# [TEXTO DE LECTURA]
+++++

En el 2013 Michelle Obama le dio el paso para que le entregara el premio a Argo. En la fiesta coqueteó con Jennifer Lawrence y le alcanzó a decir alguna vulgaridad al oído a Scarlett Johanson. El viejo sátiro se veía bien.
Los rumores empezaron a aparecer a finales de ese año. Decían que había renunciado a última hora a participar en una comedia porque era incapaz de aprenderse sus diálogos. Él, que se preció siempre de su memoria eidetica, un don que ni siquiera veinte porros diarios pudieron mermar, ahora padecía los síntomas del Alzheimer.
La mala noticia se confirmó en noviembre: la razón de sus ausencias a los bacanales que asistía desde la década del ochenta y de su confinamiento en sus míticas mansiones de Mulholland Drive, se debía a que Jack ya ni siquiera podía recordar su nombre.

+++++

(Registros de un conjunto de datos)
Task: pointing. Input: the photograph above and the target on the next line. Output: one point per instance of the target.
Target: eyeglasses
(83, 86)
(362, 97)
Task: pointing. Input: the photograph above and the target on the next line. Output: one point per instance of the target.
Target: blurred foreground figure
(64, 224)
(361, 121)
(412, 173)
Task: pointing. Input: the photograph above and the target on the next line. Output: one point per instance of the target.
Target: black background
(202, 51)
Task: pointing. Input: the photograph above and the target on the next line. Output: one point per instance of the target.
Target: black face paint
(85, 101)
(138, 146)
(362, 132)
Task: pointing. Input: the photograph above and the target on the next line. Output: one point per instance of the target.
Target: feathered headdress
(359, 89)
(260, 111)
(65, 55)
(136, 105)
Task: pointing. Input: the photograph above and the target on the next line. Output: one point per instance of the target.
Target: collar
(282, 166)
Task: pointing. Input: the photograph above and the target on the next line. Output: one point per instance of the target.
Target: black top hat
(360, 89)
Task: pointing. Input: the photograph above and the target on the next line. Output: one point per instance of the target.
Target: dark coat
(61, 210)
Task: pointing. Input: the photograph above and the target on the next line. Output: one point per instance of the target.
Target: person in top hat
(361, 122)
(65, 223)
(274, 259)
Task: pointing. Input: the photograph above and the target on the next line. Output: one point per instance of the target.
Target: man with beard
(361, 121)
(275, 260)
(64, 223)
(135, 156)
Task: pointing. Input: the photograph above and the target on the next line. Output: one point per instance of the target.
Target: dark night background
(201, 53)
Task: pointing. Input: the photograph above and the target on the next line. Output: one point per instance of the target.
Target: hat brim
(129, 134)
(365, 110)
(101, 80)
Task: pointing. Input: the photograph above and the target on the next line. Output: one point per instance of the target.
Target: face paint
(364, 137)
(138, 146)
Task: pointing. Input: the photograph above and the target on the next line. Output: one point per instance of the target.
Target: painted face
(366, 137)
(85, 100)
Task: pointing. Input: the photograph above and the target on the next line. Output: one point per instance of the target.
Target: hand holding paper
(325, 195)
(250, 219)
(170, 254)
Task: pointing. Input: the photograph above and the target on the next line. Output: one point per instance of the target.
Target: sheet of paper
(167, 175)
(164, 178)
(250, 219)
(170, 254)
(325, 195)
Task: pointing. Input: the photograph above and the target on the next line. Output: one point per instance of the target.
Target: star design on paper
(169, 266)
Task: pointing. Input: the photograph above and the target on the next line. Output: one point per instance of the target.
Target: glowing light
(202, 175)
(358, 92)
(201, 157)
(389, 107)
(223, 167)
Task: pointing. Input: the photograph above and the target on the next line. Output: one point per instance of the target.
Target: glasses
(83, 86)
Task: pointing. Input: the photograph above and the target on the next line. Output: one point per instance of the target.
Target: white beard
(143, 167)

+++++

# [DETALLES DEL EJERCICIO]
Según el texto de lectura, ¿en qué lugar estaban las míticas mansiones donde Jack quedó confinado?

# [RESPUESTA DEL EJERCICIO]
En Mulholland Drive.